# Point annotations for images:
+ + + +

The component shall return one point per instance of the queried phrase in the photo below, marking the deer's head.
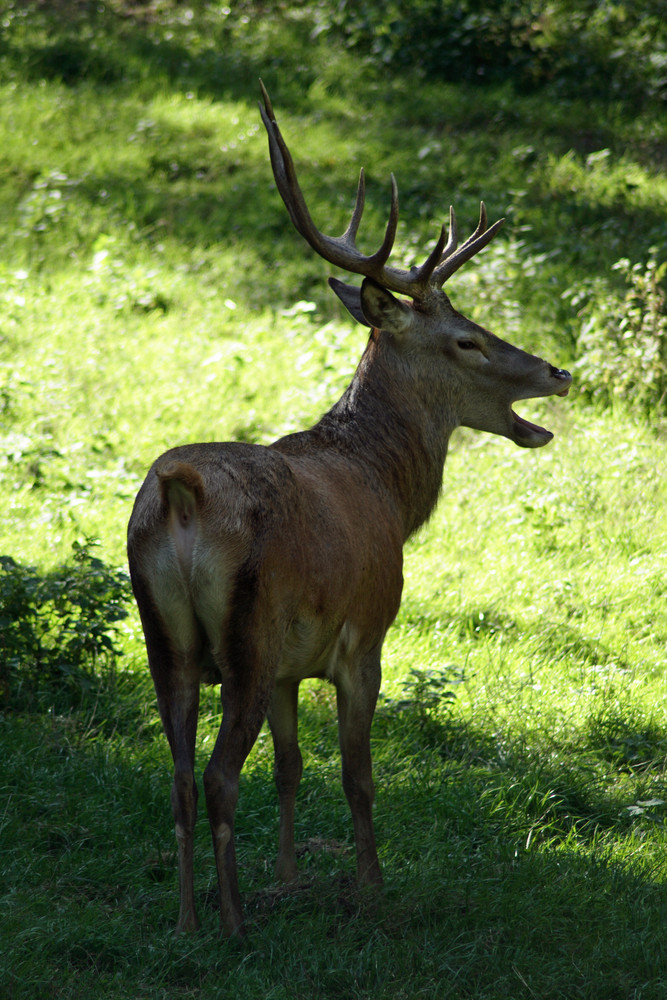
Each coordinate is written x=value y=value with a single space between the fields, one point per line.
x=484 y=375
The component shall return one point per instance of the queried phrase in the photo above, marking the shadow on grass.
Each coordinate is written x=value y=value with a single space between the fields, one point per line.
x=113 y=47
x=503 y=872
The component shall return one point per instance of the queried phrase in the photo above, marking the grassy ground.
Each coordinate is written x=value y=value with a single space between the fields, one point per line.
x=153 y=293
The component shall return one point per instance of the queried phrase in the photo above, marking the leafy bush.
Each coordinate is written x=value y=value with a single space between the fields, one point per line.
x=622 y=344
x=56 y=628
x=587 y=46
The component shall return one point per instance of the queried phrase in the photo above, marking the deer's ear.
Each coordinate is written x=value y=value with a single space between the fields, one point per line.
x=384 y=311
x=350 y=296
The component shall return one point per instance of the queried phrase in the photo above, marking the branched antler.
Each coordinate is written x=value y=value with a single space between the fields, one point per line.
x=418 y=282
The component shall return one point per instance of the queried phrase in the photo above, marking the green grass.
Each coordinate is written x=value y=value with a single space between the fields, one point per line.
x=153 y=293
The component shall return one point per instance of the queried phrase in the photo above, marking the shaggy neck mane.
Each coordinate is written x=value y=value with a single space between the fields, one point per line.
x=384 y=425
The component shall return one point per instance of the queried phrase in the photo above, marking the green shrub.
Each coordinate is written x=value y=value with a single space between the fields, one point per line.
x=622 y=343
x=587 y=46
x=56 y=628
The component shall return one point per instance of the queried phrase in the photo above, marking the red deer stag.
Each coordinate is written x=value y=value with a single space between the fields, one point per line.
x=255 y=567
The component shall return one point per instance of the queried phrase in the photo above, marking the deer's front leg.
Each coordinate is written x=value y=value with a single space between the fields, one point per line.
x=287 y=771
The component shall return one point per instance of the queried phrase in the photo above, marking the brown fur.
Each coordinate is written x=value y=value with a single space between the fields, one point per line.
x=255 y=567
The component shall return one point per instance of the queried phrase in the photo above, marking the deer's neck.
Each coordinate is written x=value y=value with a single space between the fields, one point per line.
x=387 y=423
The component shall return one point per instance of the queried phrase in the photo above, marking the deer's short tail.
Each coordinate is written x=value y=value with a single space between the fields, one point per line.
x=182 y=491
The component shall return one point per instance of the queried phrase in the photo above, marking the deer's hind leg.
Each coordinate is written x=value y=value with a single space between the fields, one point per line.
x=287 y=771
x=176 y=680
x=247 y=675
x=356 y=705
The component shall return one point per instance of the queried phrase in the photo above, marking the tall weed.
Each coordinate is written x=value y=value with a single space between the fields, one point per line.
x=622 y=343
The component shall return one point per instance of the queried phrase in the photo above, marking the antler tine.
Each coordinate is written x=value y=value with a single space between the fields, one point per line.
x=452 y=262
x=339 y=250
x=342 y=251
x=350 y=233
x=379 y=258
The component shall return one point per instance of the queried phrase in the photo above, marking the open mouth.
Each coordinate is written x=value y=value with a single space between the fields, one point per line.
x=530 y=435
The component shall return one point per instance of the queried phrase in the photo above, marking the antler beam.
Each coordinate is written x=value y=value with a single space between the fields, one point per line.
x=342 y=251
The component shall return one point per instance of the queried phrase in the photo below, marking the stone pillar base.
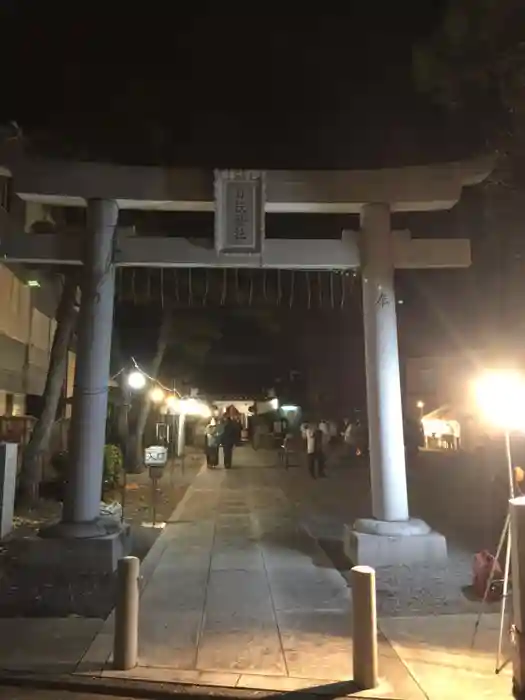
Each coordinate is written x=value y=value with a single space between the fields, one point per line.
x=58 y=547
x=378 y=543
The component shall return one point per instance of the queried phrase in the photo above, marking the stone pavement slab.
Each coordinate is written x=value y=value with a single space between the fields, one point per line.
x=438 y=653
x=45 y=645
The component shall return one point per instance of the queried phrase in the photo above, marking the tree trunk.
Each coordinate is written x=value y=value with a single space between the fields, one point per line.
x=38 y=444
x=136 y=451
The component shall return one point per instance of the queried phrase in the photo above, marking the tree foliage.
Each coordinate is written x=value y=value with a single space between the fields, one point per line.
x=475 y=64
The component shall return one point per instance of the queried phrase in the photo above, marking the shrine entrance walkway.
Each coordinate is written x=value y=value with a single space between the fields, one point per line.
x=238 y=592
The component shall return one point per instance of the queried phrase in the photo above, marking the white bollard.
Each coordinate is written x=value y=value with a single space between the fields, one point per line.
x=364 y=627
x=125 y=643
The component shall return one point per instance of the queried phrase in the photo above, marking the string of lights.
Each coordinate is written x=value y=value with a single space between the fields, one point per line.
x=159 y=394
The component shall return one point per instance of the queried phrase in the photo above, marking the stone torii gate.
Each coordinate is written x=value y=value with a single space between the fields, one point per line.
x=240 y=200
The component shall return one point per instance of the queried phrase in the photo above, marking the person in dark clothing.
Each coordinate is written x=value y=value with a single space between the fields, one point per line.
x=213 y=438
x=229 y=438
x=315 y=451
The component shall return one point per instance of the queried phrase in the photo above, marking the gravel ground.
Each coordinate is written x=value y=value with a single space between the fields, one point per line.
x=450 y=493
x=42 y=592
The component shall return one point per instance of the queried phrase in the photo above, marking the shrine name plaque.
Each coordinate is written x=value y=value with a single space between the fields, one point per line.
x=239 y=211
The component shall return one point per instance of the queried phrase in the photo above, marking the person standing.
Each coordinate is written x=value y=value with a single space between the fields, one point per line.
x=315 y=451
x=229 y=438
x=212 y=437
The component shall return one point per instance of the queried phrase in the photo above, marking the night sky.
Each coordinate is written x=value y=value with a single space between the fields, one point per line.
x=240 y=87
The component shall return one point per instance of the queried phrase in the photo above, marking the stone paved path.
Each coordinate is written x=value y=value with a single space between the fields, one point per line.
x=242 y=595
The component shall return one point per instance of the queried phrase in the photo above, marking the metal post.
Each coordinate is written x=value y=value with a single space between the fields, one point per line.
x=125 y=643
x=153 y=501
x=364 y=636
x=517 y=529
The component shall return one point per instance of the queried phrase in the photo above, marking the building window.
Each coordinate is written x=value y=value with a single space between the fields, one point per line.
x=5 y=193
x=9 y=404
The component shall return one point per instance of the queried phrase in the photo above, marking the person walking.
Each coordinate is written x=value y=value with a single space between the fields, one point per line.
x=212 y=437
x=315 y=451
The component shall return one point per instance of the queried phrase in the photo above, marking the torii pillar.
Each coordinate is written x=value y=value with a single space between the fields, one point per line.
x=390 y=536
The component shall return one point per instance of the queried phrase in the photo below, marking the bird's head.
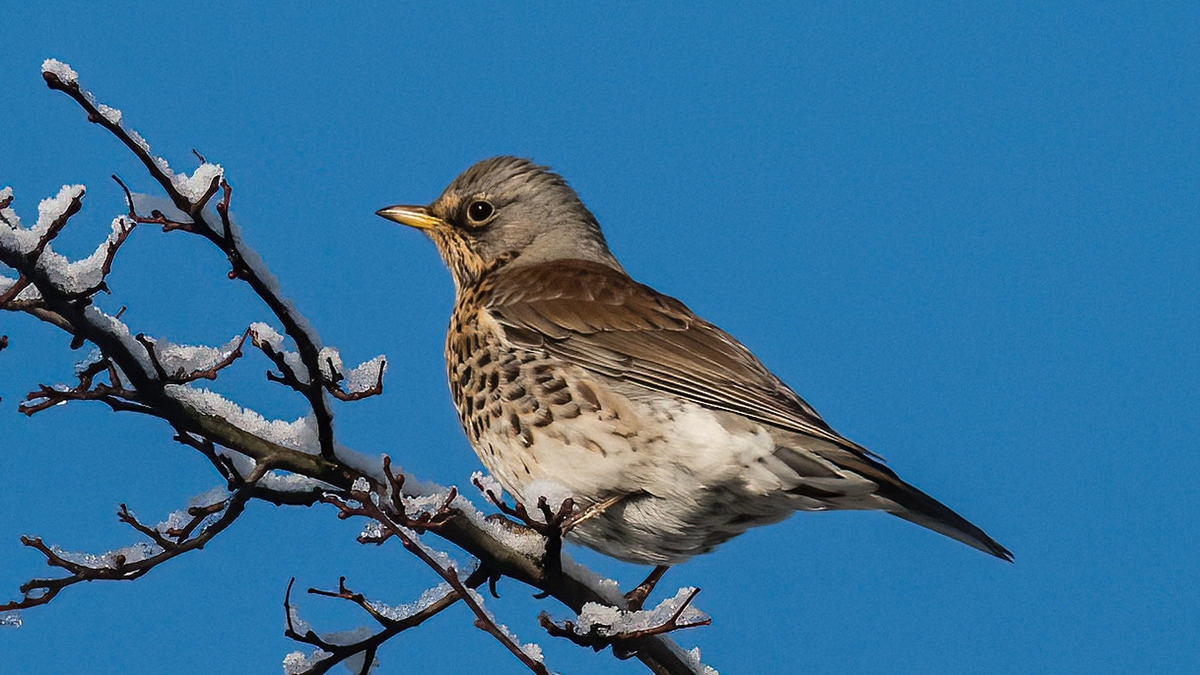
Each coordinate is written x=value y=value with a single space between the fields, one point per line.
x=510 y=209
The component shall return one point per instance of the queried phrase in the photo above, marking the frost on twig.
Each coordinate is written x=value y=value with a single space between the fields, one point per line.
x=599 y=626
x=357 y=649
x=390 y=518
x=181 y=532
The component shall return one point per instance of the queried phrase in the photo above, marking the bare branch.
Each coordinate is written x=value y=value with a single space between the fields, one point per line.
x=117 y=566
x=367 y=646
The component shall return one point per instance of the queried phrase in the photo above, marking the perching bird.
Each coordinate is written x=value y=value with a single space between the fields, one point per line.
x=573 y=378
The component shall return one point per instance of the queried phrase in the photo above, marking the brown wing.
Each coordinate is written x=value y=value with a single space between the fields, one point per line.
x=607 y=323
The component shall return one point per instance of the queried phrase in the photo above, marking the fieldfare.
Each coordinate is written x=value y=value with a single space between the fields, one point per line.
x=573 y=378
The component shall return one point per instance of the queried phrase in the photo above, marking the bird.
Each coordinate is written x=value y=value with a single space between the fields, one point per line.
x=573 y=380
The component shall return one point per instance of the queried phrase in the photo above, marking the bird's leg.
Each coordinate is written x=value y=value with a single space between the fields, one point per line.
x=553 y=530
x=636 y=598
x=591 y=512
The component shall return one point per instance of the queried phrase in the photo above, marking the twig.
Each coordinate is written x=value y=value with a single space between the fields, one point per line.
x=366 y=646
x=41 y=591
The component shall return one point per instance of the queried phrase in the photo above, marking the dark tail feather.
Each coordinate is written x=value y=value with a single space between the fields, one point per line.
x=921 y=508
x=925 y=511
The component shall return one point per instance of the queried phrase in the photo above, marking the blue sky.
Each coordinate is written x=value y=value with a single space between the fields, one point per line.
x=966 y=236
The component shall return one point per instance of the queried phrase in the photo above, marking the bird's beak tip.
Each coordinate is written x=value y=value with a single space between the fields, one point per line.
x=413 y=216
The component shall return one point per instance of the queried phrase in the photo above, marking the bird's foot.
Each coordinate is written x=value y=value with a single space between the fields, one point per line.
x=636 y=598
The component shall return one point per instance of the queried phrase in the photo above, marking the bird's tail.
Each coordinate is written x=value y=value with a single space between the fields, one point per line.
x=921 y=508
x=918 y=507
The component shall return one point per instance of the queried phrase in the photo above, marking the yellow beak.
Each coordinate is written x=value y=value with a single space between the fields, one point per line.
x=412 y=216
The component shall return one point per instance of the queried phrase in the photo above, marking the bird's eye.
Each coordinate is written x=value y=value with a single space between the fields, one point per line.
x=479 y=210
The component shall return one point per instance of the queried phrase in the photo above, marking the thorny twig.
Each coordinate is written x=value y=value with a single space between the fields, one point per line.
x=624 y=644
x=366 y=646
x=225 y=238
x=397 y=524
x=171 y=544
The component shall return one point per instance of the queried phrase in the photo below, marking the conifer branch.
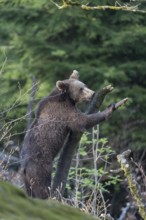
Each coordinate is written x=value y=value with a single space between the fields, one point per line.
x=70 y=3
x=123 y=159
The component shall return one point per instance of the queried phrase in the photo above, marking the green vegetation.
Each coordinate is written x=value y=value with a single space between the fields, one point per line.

+ + + +

# Aim of the exercise:
Can you turn the records between the lines holding "deer's hind leg." and "x=247 y=675", inclusive, into a two-column CSV with columns named text and answer? Use one row per record, put each field in quotes, and replace line breaks with spaces.

# Result of the exercise:
text,answer
"The component shall return one point per instance of the queried phrase in the photo above, marking the deer's hind leg. Each coordinate is written x=value y=value with a single space between the fields, one point per line.","x=287 y=771 x=176 y=680 x=247 y=675"